▶ **EXCERPT PROVIDED**
# # # #

How We Pulled Off The Ultimate Long-Con Prank On Our Coworker


*Names have been changed to protect the pranked.

I have the great fortune of working in a young office environment, where my coworkers and I are all relatively the same age and we generally enjoy spending our time with each other. Because of this, our days tend to be peppered with numerous time-wasters, ranging from trashcan basketball games to bizarre email threads to our new favorite pastime: pranking our coworker Teddy on Fridays.

Teddy is the most recent addition to our staff, and he spent absolutely no time in immediately declaring himself as the most eccentric. From incredibly detailed but entirely fabricated stories (generally involving our other coworker, Jared, who he will typically ask in the range of five to ten times a day what his proposal plans to his girlfriend are, as well as question name options for his firstborn child, all of which Jared had no immediate — or really any — interest in) to impersonating various personas (including Creed frontman Scott Stapp, who he will channel as he sings any number of songs throughout the day, most of them not actually by Creed), Teddy’s random outbursts quickly became our main source of entertainment throughout the day. Then we realized how easy he was to prank.

We stumbled upon this discovery one Friday when Jared was mocking Teddy for one of his office etiquettes: talking very quietly on the phone.

“Dude,” said Jared. “Your voice is, like, UP HERE –” Jared accompanied this statement by raising one hand high in the air “– ALL the time, but when you’re on the phone, you just whisper.” Jared lowered his voice until it was barely audible. “‘Uh, hi, this is Teddy.’ No one can hear you.”

Before Teddy could defend himself, his office phone rang and he answered almost verbatim: “Uh, hi. This is Teddy.” This was followed by a long pause. “Uh, hello?” Another long pause. “Hello?”

# # # #

▶ **STATED TASK**
Reproduce the part of the office prank story starting with "Teddy is the" and going on through "was to prank.", keeping every word and mark the same.

# # # #

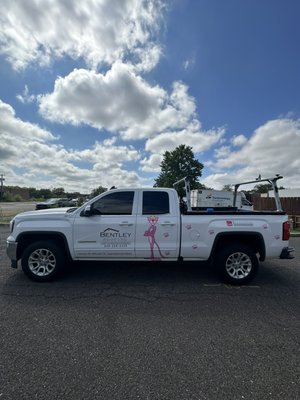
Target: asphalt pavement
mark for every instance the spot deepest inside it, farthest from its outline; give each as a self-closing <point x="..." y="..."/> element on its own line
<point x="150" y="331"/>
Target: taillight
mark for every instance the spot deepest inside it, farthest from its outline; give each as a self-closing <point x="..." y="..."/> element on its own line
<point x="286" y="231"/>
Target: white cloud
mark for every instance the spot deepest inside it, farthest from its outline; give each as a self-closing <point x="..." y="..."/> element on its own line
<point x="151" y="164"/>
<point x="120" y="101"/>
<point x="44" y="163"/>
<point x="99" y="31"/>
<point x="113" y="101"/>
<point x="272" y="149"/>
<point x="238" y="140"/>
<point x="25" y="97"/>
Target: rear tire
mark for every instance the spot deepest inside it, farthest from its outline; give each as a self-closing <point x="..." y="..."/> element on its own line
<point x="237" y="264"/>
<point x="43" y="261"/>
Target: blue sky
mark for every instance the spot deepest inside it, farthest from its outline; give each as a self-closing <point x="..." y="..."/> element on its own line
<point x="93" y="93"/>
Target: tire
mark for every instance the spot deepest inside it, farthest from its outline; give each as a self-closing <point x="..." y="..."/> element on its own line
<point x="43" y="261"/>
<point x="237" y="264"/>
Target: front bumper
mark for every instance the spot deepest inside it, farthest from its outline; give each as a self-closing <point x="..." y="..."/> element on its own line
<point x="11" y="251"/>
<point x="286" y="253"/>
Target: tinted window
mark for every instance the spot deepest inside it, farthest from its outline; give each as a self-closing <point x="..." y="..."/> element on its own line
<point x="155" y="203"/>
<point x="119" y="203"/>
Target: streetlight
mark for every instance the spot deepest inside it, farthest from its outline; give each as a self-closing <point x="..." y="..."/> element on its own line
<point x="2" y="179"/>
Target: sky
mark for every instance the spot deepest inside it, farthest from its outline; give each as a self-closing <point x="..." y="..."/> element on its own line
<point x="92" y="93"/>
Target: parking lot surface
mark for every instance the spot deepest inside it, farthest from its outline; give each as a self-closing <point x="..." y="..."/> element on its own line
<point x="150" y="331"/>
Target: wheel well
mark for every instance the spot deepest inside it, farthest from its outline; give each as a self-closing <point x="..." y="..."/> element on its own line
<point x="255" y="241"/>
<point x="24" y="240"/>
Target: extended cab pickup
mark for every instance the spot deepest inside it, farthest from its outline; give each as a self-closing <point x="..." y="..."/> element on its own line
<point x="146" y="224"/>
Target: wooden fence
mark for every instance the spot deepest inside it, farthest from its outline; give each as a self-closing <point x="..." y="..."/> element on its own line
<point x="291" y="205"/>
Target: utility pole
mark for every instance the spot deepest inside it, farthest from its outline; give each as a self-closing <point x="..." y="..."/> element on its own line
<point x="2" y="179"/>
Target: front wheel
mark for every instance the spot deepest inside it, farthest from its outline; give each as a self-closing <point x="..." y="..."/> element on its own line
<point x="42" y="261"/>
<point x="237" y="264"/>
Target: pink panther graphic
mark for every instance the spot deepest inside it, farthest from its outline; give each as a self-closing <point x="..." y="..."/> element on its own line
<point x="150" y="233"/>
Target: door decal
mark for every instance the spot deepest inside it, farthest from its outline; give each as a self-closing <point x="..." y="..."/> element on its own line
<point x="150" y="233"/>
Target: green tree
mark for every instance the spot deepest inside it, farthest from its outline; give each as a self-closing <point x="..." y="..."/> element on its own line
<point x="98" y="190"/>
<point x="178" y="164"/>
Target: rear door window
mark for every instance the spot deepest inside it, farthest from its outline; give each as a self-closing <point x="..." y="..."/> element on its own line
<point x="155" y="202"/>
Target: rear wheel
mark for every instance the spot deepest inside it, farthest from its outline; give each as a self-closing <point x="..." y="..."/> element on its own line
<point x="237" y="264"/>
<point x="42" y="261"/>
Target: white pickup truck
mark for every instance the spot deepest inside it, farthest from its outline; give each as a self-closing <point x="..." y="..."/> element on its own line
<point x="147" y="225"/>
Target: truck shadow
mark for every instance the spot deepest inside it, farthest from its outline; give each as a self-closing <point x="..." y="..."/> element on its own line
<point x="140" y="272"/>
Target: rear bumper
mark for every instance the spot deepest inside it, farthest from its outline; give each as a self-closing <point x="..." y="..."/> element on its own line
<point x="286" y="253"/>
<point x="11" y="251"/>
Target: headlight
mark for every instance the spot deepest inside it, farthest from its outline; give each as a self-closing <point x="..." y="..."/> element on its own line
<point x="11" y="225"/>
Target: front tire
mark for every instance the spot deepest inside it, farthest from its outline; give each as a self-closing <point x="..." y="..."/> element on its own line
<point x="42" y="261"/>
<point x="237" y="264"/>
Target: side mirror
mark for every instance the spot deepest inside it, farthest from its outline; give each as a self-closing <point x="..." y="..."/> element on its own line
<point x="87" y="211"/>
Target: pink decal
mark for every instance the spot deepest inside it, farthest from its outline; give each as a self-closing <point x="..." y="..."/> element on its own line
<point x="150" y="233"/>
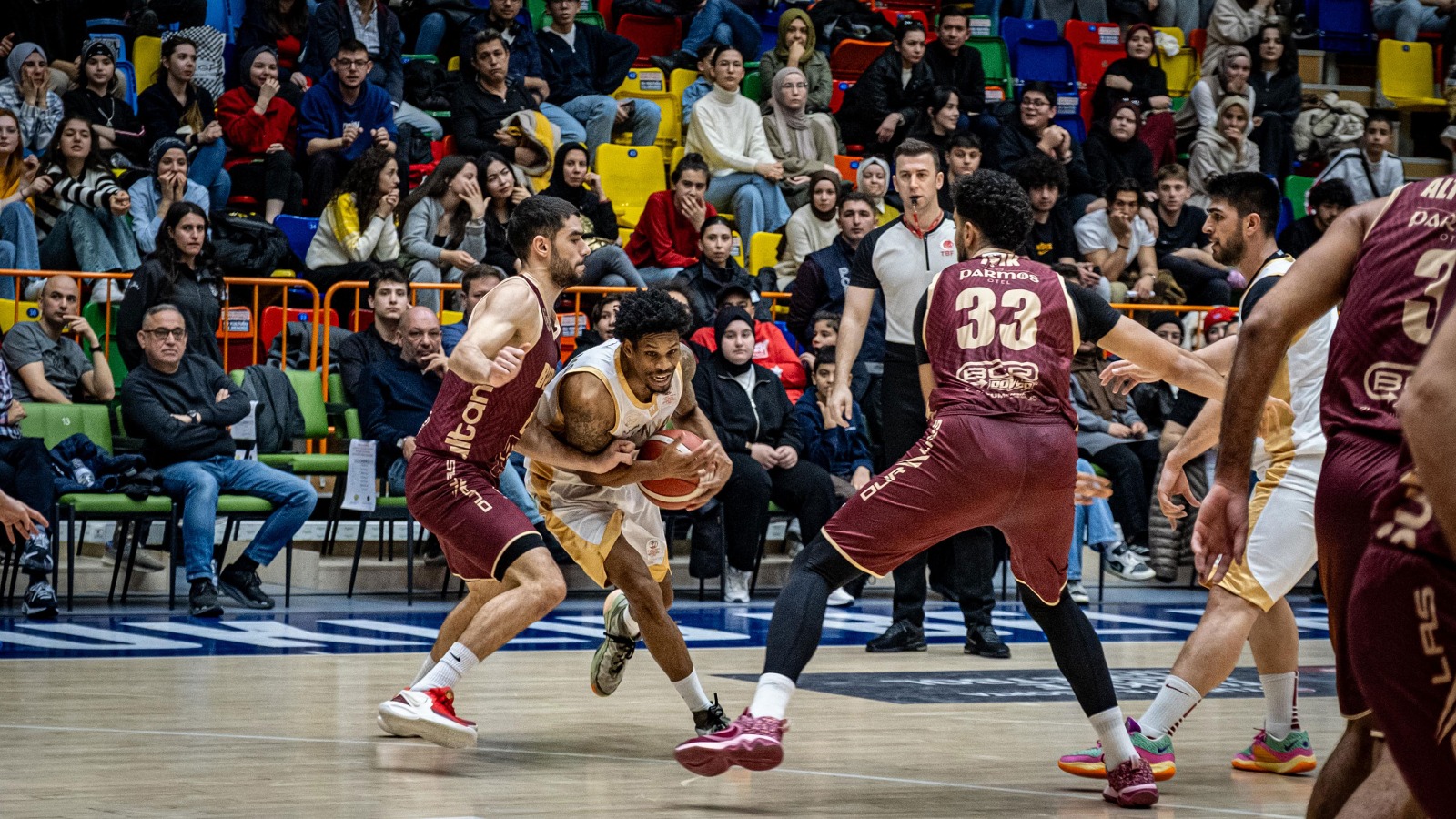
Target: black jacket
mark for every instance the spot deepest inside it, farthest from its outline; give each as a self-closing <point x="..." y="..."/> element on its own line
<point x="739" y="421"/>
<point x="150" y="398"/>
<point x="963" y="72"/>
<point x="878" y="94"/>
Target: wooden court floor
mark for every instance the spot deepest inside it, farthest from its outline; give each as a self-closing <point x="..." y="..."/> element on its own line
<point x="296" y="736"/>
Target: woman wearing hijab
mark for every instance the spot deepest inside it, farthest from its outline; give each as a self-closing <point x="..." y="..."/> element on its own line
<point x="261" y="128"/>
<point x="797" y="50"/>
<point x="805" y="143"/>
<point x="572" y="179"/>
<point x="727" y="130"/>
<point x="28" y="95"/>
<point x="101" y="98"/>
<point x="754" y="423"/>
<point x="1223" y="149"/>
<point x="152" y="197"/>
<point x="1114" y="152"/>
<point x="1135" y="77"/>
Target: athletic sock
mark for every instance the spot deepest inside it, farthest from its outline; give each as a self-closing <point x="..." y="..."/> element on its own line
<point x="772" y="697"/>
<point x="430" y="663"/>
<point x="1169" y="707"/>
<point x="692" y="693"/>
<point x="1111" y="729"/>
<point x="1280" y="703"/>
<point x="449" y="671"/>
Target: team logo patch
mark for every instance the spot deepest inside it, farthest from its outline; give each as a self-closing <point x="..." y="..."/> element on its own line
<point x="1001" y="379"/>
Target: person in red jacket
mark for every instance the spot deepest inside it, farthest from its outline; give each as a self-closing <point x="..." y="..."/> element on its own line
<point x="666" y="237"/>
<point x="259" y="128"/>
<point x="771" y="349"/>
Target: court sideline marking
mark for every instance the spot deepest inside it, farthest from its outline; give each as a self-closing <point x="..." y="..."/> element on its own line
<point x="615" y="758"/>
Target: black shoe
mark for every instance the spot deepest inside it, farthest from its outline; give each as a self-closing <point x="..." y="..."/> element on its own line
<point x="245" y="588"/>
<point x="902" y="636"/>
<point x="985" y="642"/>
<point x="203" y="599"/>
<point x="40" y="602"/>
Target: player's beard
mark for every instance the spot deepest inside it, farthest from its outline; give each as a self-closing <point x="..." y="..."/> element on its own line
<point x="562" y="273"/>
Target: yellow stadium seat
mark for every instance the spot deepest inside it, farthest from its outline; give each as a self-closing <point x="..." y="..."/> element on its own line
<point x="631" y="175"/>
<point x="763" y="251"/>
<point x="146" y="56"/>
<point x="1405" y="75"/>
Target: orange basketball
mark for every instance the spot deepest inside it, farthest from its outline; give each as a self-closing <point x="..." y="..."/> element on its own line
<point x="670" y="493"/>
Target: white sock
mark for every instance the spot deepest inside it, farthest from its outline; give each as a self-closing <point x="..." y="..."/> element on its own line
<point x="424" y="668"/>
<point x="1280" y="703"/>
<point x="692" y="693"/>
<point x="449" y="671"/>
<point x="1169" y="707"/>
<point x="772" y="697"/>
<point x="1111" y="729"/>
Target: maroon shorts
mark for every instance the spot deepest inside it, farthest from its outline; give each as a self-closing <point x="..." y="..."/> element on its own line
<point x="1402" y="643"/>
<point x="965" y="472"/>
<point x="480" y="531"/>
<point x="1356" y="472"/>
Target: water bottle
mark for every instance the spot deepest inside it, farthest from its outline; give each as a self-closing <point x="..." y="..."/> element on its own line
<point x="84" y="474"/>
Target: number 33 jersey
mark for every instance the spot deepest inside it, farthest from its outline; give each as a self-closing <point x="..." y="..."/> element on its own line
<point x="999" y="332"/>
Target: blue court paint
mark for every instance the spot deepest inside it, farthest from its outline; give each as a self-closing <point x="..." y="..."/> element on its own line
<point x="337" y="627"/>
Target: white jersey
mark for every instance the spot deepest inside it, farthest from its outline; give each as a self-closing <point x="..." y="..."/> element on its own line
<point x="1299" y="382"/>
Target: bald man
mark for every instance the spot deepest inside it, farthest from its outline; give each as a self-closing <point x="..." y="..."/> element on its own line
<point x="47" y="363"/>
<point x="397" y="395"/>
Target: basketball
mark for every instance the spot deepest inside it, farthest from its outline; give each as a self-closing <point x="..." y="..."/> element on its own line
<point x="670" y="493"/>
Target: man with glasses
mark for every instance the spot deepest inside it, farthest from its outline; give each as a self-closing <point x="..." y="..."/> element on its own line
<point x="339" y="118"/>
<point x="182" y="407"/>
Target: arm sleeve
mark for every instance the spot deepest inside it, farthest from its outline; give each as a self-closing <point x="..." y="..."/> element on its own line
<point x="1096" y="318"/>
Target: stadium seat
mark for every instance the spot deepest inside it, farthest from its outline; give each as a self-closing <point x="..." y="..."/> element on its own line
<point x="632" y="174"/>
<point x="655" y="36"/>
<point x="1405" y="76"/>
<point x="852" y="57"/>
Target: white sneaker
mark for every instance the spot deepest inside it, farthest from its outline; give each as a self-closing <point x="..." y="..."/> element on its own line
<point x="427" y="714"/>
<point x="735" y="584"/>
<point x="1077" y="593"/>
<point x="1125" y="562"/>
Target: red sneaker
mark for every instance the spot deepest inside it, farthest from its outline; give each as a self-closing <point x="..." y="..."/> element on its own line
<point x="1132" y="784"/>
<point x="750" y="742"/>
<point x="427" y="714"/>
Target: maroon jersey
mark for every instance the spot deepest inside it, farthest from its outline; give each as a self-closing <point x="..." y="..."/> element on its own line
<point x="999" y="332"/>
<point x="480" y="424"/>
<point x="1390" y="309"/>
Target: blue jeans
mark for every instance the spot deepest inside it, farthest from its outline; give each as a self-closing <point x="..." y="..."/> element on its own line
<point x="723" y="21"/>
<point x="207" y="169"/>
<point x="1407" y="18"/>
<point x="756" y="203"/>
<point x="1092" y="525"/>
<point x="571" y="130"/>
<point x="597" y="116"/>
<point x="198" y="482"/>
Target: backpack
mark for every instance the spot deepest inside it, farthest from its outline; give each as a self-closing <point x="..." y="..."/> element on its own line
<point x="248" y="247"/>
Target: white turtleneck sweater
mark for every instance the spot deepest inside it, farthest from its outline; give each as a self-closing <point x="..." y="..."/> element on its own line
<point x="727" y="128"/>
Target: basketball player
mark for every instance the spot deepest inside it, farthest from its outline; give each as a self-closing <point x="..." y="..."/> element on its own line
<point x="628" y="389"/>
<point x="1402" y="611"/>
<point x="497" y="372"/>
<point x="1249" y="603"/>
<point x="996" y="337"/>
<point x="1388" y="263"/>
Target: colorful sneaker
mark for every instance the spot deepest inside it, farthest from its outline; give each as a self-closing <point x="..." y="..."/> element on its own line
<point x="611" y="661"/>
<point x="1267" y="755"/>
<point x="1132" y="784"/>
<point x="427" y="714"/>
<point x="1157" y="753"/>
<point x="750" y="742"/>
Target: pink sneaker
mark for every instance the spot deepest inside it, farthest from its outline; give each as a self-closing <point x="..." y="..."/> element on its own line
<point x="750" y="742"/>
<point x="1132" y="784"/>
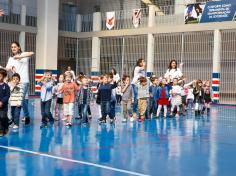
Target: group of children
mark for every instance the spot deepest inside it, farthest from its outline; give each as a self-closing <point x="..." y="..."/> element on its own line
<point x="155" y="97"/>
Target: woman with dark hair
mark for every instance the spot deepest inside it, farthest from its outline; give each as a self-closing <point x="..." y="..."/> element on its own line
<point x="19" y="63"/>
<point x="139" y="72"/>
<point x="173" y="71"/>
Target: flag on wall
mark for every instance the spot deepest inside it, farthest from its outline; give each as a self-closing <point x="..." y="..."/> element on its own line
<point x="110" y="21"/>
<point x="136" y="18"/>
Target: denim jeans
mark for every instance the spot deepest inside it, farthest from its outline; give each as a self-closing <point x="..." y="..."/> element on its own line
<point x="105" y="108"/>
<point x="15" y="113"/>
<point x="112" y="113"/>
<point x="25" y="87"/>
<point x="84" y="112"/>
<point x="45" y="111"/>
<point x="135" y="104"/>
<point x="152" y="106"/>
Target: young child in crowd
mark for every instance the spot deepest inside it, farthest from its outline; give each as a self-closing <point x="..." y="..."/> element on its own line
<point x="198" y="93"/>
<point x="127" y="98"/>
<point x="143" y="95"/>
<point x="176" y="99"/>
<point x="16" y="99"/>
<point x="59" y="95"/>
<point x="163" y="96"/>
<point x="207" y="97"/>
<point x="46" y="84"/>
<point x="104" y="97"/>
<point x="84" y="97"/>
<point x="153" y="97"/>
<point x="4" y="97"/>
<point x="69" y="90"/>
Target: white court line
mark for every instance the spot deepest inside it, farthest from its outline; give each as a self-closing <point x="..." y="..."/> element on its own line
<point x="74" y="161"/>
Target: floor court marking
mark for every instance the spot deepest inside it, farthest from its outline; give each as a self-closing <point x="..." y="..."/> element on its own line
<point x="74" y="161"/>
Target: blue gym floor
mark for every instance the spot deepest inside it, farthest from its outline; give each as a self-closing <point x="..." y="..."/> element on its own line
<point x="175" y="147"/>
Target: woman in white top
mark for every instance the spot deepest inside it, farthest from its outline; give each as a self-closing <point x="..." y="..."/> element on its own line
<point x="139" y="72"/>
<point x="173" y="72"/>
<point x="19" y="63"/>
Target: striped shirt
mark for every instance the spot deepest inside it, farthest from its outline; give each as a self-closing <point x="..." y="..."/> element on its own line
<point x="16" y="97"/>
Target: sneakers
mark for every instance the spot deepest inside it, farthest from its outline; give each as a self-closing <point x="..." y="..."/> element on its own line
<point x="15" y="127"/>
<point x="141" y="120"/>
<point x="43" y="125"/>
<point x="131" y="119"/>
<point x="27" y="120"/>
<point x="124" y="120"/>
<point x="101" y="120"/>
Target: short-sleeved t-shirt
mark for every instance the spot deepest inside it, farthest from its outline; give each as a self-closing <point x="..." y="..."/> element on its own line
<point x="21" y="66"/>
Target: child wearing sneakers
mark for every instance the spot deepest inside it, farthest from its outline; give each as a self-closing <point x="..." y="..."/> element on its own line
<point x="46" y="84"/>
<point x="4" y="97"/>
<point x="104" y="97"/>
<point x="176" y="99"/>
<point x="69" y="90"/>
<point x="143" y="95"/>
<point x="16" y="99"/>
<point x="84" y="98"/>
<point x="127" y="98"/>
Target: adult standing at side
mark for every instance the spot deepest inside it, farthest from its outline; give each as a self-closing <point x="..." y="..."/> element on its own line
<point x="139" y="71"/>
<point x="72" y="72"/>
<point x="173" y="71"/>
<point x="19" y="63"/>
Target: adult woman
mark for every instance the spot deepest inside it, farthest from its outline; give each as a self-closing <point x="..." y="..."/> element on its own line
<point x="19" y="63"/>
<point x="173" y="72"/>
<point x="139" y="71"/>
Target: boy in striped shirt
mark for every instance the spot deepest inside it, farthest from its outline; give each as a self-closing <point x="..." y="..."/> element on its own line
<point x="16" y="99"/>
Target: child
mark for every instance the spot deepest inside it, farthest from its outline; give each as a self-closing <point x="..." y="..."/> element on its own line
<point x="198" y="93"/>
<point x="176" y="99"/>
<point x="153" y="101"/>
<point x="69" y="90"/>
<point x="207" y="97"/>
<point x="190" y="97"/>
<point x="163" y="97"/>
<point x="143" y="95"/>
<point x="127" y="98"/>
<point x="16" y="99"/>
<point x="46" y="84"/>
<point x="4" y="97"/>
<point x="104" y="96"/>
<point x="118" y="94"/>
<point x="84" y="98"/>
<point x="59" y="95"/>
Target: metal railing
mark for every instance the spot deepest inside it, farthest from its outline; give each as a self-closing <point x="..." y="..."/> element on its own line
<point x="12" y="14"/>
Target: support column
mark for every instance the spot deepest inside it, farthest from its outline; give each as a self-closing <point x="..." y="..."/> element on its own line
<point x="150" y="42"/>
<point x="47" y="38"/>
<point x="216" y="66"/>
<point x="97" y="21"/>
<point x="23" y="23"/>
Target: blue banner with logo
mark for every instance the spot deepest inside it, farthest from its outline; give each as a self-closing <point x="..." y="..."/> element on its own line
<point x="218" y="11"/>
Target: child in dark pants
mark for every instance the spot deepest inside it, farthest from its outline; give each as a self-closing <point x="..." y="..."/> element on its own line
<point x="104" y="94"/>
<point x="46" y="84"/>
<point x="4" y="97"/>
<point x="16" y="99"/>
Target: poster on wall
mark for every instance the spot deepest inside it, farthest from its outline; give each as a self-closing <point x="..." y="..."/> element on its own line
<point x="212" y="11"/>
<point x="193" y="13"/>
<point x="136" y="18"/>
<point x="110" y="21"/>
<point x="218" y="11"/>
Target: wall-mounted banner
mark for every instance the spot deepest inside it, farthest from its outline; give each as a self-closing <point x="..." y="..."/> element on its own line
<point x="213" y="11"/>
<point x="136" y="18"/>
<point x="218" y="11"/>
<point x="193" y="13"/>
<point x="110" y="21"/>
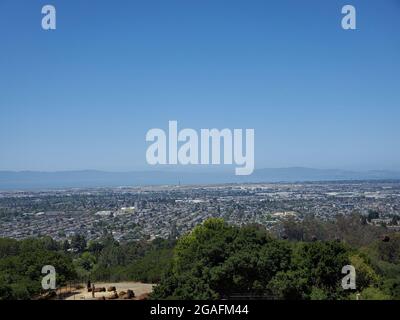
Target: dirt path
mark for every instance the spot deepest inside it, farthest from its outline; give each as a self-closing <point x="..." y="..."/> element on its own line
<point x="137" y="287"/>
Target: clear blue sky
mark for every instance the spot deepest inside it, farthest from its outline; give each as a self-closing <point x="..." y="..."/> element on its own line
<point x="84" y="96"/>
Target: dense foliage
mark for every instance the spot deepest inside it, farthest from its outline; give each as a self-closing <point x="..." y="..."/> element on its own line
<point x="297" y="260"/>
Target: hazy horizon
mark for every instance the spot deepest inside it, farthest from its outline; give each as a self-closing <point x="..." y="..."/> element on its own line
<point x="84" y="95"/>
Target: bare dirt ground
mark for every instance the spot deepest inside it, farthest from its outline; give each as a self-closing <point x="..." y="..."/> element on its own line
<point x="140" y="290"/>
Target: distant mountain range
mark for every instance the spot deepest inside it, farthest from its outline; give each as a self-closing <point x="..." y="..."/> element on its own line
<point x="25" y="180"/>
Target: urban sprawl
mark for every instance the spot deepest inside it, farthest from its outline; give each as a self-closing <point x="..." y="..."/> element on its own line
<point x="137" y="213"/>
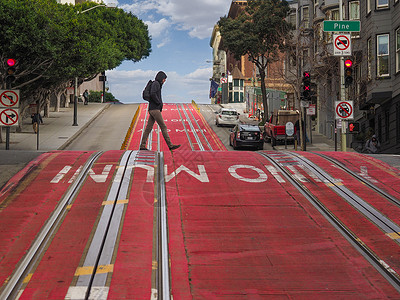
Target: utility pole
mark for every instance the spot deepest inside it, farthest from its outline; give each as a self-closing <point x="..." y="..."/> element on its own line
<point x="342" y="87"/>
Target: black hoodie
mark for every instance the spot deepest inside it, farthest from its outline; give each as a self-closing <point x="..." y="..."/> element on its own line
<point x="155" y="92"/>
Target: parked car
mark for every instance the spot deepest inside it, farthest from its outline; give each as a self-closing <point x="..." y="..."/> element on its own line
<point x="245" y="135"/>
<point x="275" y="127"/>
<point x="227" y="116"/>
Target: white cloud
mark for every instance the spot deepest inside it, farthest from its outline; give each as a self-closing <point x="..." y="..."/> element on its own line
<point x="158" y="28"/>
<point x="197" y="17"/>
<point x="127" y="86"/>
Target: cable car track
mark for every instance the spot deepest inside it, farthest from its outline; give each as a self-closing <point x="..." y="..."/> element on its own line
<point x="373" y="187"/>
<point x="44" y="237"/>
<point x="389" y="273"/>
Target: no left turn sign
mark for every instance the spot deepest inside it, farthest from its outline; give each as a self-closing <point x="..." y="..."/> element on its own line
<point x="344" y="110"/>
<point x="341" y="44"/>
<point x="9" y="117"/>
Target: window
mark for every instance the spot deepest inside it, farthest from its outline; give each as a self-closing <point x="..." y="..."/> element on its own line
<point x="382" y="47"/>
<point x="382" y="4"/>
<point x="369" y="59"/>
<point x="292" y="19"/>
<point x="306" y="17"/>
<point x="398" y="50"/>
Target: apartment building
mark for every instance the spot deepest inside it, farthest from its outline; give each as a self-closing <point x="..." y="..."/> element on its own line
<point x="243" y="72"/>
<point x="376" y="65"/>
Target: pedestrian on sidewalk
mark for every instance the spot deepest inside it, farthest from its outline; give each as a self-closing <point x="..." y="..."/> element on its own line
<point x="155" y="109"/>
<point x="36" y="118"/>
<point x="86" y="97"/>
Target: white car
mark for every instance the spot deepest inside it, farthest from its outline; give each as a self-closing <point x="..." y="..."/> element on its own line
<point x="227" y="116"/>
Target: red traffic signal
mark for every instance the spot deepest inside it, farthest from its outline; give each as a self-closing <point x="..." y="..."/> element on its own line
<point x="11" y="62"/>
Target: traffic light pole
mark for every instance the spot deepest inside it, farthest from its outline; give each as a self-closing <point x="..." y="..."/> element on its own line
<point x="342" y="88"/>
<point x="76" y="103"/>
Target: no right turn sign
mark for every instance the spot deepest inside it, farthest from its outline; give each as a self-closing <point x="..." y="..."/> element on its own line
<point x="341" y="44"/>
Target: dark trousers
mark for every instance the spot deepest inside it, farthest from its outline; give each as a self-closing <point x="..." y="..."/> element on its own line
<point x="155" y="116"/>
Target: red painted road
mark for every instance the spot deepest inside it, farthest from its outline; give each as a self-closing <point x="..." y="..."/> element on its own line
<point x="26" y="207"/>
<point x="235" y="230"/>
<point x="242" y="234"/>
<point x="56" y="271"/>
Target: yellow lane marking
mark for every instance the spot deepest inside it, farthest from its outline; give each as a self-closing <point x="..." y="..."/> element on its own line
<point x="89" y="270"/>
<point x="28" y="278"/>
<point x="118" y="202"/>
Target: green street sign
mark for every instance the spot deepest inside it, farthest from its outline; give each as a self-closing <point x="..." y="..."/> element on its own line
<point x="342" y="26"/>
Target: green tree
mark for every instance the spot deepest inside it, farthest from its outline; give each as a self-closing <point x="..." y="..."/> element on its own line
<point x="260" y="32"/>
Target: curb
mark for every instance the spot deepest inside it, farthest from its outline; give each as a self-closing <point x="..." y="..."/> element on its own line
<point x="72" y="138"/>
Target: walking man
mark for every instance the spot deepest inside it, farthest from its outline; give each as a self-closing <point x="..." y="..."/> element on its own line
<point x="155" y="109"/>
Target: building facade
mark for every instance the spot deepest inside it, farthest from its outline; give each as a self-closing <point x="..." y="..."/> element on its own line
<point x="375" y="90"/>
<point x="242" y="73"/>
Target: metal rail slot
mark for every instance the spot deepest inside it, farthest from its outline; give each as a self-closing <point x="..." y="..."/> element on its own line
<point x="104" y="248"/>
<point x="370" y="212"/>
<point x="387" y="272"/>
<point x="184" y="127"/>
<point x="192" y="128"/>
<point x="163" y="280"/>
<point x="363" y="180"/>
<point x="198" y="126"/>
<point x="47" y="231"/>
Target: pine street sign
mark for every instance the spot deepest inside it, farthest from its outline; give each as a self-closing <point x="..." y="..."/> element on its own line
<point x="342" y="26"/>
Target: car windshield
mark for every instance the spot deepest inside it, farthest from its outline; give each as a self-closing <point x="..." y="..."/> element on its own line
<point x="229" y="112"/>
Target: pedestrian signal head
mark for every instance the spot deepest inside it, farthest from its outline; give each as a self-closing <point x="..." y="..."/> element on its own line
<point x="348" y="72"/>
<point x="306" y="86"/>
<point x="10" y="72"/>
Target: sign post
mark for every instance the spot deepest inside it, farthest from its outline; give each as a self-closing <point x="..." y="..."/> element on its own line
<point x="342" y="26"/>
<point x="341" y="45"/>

# # # #

▶ **RESPONSE**
Teddy is the most recent addition to our staff, and he spent absolutely no time in immediately declaring himself as the most eccentric. From incredibly detailed but entirely fabricated stories (generally involving our other coworker, Jared, who he will typically ask in the range of five to ten times a day what his proposal plans to his girlfriend are, as well as question name options for his firstborn child, all of which Jared had no immediate — or really any — interest in) to impersonating various personas (including Creed frontman Scott Stapp, who he will channel as he sings any number of songs throughout the day, most of them not actually by Creed), Teddy’s random outbursts quickly became our main source of entertainment throughout the day. Then we realized how easy he was to prank.